TASK 1:
Please reproduce everything from "On 2023-05-26 18:52, Ilari" down to "some other ends." in the display strings post below, word for word.

PASSAGE TO READ:
[start]

Re: Consensus call to include Display Strings in draft-ietf-httpbis-sfbis

Hello Ilari, others,

On 2023-05-26 18:52, Ilari Liusvaara wrote:
> On Thu, May 25, 2023 at 10:21:34AM -0700, Roy T. Fielding wrote:
>>
>> If this is truly for a display string, the feature must be
>> specific about the encoding and allowed characters.
>> My suggestion would be to limit the string to non-CNTRL
>> ASCII and non-control valid UTF-8. We don't want to allow
>> anything that would twist the feature to some other ends.
> 
> I think the set of allowed characters should be the 1,111,999 non-Cc
> unicode codepoints.
> 
> However, unicode also has formatting control codepoints (including
> fun ones like direction overrides), and the set of those is not
> necressarily stable. Obviously, the effect of any formatting control
> should end with the string.

Bidirectional formatting characters should best be left in, because they 
may be needed in display strings in Arabic, Hebrew, or other 
right-to-left scripts.

> I think it would be safer to add exactly one backslash escape sequence
> for the 1,111,904 codepoints that are neither Cc nor ASCII. The
> escape sequences should only consist of printable ASCII and should not
> contain further backslash nor dobule quote.
> 
> It is possible to assign the escape sequences such that worst case
> overhead over UTF-8 is 1 byte per codepoint.

It sounds to me as if you are trying to invent a new form of escaping 
(or encoding). If you really think that's the direction we should move 
in, can you be a bit more specific (maybe with a few examples)?

Regards,   Martin.

Received on Sunday, 28 May 2023 07:57:20 UTC

[end]

DATASET ENTRIES:
[start]

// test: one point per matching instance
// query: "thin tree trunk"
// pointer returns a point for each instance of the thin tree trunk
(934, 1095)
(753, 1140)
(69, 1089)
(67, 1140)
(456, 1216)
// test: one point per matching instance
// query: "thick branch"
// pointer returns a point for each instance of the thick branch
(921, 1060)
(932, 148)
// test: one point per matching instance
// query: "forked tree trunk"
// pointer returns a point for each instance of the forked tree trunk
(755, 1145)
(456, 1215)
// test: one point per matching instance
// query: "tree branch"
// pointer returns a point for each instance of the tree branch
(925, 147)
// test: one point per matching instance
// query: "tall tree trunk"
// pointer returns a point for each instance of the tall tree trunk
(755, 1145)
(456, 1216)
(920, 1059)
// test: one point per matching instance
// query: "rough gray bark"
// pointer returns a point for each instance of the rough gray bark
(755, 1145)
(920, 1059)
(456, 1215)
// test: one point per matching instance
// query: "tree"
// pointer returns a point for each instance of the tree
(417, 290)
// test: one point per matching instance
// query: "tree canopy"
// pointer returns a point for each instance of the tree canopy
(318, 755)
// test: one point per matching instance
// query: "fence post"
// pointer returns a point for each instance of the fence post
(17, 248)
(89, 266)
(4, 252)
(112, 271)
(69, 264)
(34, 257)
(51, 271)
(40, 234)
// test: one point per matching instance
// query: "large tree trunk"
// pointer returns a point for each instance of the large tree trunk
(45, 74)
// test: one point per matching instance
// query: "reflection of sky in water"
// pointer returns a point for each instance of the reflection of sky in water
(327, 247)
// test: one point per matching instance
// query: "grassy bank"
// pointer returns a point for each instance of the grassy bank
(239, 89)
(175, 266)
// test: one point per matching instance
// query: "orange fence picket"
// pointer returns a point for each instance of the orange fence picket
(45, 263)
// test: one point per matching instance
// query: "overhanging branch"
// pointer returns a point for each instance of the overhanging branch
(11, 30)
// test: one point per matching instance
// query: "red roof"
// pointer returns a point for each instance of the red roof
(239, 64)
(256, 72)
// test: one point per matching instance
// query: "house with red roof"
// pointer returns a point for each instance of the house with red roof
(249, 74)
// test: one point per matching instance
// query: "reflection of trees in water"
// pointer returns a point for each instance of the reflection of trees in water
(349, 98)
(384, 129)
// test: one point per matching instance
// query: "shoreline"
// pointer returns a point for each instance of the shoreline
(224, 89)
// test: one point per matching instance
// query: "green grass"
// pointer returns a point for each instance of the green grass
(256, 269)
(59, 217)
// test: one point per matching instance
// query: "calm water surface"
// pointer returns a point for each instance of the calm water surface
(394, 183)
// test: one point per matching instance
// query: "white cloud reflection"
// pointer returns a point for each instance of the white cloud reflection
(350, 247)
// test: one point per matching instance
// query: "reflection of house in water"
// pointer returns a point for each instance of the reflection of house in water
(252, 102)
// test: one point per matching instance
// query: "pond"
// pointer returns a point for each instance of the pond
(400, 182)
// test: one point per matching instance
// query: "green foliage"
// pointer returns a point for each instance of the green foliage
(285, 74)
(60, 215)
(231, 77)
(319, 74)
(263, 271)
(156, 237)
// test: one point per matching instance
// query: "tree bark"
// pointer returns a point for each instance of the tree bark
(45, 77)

[end]

TASK 2:
Return each line of the records above that contains the word "green".

EXERCISE SOLUTION 1:
On 2023-05-26 18:52, Ilari Liusvaara wrote:
> On Thu, May 25, 2023 at 10:21:34AM -0700, Roy T. Fielding wrote:
>>
>> If this is truly for a display string, the feature must be
>> specific about the encoding and allowed characters.
>> My suggestion would be to limit the string to non-CNTRL
>> ASCII and non-control valid UTF-8. We don't want to allow
>> anything that would twist the feature to some other ends.

EXERCISE SOLUTION 2:
// query: "green grass"
// pointer returns a point for each instance of the green grass
// query: "green foliage"
// pointer returns a point for each instance of the green foliage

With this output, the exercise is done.